Copy out the lines that follow, replacing "top-left corner" with "upper-left corner" wherever it appears and leaving everything else unchanged.

===== Provided entries =====

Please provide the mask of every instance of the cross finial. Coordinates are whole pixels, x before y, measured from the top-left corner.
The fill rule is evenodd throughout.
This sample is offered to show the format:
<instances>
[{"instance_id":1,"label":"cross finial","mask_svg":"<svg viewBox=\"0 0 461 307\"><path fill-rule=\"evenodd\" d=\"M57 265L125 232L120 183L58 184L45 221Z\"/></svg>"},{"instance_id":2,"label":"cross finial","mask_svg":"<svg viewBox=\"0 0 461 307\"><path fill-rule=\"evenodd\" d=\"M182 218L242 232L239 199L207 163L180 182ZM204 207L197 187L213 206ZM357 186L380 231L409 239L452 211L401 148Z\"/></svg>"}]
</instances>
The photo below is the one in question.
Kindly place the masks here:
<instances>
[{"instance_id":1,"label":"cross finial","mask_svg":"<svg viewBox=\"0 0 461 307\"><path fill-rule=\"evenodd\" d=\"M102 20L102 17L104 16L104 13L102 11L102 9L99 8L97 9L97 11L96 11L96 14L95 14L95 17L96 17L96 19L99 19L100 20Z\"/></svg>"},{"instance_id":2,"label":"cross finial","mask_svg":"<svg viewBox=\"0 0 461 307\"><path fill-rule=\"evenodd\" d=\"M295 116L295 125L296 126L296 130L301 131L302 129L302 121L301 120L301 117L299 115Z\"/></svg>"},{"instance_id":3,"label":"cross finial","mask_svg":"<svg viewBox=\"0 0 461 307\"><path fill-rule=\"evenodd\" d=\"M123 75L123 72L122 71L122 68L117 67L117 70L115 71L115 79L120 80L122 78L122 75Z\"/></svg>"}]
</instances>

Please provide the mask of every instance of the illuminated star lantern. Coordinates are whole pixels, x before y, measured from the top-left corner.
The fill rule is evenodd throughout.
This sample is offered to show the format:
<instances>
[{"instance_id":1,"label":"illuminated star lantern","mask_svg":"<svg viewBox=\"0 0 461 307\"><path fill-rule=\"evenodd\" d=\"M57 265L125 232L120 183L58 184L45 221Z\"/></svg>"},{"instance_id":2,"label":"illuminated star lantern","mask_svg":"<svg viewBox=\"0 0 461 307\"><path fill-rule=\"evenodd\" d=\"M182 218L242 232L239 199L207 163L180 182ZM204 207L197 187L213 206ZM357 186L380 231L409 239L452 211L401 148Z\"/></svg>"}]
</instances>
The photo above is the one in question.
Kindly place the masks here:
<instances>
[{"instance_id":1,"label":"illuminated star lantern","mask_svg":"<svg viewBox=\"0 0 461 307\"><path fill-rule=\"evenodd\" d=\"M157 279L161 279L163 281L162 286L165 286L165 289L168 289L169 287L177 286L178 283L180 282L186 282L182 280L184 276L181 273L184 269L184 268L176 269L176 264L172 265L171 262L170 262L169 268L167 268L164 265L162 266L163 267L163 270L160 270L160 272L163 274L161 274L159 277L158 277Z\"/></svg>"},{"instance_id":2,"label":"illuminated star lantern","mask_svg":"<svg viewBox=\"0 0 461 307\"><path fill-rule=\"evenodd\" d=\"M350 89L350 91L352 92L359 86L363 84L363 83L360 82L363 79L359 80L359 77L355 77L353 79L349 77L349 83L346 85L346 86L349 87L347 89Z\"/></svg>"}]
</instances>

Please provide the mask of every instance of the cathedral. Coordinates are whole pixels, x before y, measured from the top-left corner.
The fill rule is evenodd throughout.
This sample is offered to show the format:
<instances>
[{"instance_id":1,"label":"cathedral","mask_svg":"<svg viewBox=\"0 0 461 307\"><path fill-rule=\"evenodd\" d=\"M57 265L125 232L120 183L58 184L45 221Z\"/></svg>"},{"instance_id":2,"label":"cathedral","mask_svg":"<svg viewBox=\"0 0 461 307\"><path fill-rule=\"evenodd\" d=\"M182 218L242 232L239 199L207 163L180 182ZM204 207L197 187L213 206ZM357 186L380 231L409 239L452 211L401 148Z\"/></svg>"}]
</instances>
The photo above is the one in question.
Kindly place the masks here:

=====

Answer to this problem:
Please provide the mask of every instance of the cross finial. Coordinates are whole pixels, x before y, measured from the upper-left corner.
The fill rule is evenodd throughout.
This sample is offered to show the format:
<instances>
[{"instance_id":1,"label":"cross finial","mask_svg":"<svg viewBox=\"0 0 461 307\"><path fill-rule=\"evenodd\" d=\"M57 265L125 232L120 183L58 184L45 221Z\"/></svg>"},{"instance_id":2,"label":"cross finial","mask_svg":"<svg viewBox=\"0 0 461 307\"><path fill-rule=\"evenodd\" d=\"M182 218L242 232L239 199L207 163L180 182ZM204 207L197 187L213 206ZM357 186L380 231L409 239L452 211L401 148Z\"/></svg>"}]
</instances>
The photo below is the one in question.
Kindly place the masks here:
<instances>
[{"instance_id":1,"label":"cross finial","mask_svg":"<svg viewBox=\"0 0 461 307\"><path fill-rule=\"evenodd\" d=\"M102 20L102 17L104 16L104 13L102 11L102 9L99 8L97 9L97 11L96 11L96 14L95 14L95 17L96 17L96 19L99 19L100 20Z\"/></svg>"},{"instance_id":2,"label":"cross finial","mask_svg":"<svg viewBox=\"0 0 461 307\"><path fill-rule=\"evenodd\" d=\"M295 116L295 125L296 126L296 130L301 131L302 129L302 121L301 120L301 117L299 115Z\"/></svg>"},{"instance_id":3,"label":"cross finial","mask_svg":"<svg viewBox=\"0 0 461 307\"><path fill-rule=\"evenodd\" d=\"M123 75L123 72L122 71L122 68L117 67L117 70L115 71L115 79L120 80L122 78L122 75Z\"/></svg>"}]
</instances>

Please provide the mask of every instance of the illuminated star lantern. Coordinates are whole pixels, x before y, measured from the upper-left corner.
The fill rule is evenodd throughout.
This sample is offered to show the format:
<instances>
[{"instance_id":1,"label":"illuminated star lantern","mask_svg":"<svg viewBox=\"0 0 461 307\"><path fill-rule=\"evenodd\" d=\"M57 265L125 232L120 183L58 184L45 221Z\"/></svg>"},{"instance_id":2,"label":"illuminated star lantern","mask_svg":"<svg viewBox=\"0 0 461 307\"><path fill-rule=\"evenodd\" d=\"M182 218L242 232L239 199L207 163L180 182ZM204 207L197 187L213 206ZM357 186L380 231L409 239L452 211L401 148Z\"/></svg>"}]
</instances>
The photo above is the one in question.
Kindly place the masks here:
<instances>
[{"instance_id":1,"label":"illuminated star lantern","mask_svg":"<svg viewBox=\"0 0 461 307\"><path fill-rule=\"evenodd\" d=\"M157 279L161 279L163 281L162 286L165 286L165 289L168 289L169 287L177 286L178 283L180 282L186 282L182 280L184 276L181 273L184 269L184 268L176 269L176 264L172 265L171 262L170 262L169 268L167 268L164 265L162 266L163 267L163 270L160 270L160 272L163 274L161 274L159 277L158 277Z\"/></svg>"},{"instance_id":2,"label":"illuminated star lantern","mask_svg":"<svg viewBox=\"0 0 461 307\"><path fill-rule=\"evenodd\" d=\"M350 89L350 91L352 92L359 86L363 84L363 83L360 82L363 79L359 80L359 77L355 77L353 79L349 77L349 83L346 85L346 86L349 87L347 89Z\"/></svg>"}]
</instances>

Please provide the mask of every instance of the cathedral. Coordinates are whole pixels, x before y, measured from the upper-left corner.
The fill rule is evenodd throughout.
This sample is offered to show the format:
<instances>
[{"instance_id":1,"label":"cathedral","mask_svg":"<svg viewBox=\"0 0 461 307\"><path fill-rule=\"evenodd\" d=\"M57 265L125 232L120 183L58 184L45 221Z\"/></svg>"},{"instance_id":2,"label":"cathedral","mask_svg":"<svg viewBox=\"0 0 461 307\"><path fill-rule=\"evenodd\" d=\"M182 218L242 232L239 199L207 163L180 182ZM204 207L197 187L213 206ZM357 186L380 231L409 239L452 211L401 148Z\"/></svg>"}]
</instances>
The photo above is the one in question.
Kindly place the masks here:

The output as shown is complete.